The main component of the solar simulator is the light-source. The most widely used light source is a short-arc and long-arc Xenon (Xe) lamp but other light sources are also used such as: metal halide (MH) arc lamps, quartz tungsten halogen (QTH) lamps and more recently light emitting diodes (LEDs).

The Xenon arc lamp has dominated the market for the past 40+ years because the Xenon bulb has a relatively continuous spectrum from 300 nm to 2000 nm.

However, when compared to LEDs, lamp-based systems generally have lower temporal stability, higher operating cost and a shorter lifetime.

LEDs can also be used as a light source and offer several advantages over other systems such as:

  • Their output can be adjusted within microseconds,
  • they provide a stable light output over time and
  • the light output source can be controlled with a 30 nm – 50 nm resolution.

Recent advancements in LED technology has allowed this technology to push to a full sun spectral coverage from 300 nm to 1850 nm.

Read more about the different types of solar simulator light sources below.

Note: for Solar simulators, it is convenient to describe the irradiance of the simulator in terms of “suns.” One “sun” is equivalent to irradiance of one solar constant which is equal to 1000 W/m2 (1 sun=1000 W/m2).

Power Supply

These are typically dictated by the light source used. For example, arc lamp power supplies are typically highly complex devices that have to manage a high voltage ignition stage in order to establish the arc. For QTH lamps, a comparatively simpler DC source is required with a compatible power output. For LEDs, only a relatively simple power supply is required.

— Raw records —
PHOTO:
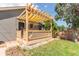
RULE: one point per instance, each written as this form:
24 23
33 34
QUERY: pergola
32 14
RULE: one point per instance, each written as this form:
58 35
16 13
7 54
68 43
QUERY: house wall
8 24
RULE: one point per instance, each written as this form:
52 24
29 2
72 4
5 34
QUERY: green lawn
56 48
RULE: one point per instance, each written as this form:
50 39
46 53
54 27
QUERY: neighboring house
8 21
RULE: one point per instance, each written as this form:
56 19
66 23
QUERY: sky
46 7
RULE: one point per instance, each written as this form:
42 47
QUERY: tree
69 13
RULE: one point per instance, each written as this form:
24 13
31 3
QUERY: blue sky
50 8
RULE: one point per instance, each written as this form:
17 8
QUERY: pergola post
26 25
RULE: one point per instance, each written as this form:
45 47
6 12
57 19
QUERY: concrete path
6 45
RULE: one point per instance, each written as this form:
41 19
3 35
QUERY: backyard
54 48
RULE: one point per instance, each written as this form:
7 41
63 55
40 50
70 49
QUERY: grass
55 48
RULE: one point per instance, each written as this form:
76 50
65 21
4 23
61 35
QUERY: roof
34 15
11 8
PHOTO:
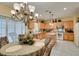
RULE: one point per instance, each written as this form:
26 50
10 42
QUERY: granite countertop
22 49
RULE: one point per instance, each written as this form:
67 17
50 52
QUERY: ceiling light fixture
65 8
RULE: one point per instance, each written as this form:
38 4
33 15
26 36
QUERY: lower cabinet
69 36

— Task goal —
Repeat word for word part of the passage on solar simulator light sources, beginning at the words that have "However, when compared" and stopping after "light sources below.". The items play no part in what comes next.

— Correct response —
However, when compared to LEDs, lamp-based systems generally have lower temporal stability, higher operating cost and a shorter lifetime.

LEDs can also be used as a light source and offer several advantages over other systems such as:

  • Their output can be adjusted within microseconds,
  • they provide a stable light output over time and
  • the light output source can be controlled with a 30 nm – 50 nm resolution.

Recent advancements in LED technology has allowed this technology to push to a full sun spectral coverage from 300 nm to 1850 nm.

Read more about the different types of solar simulator light sources below.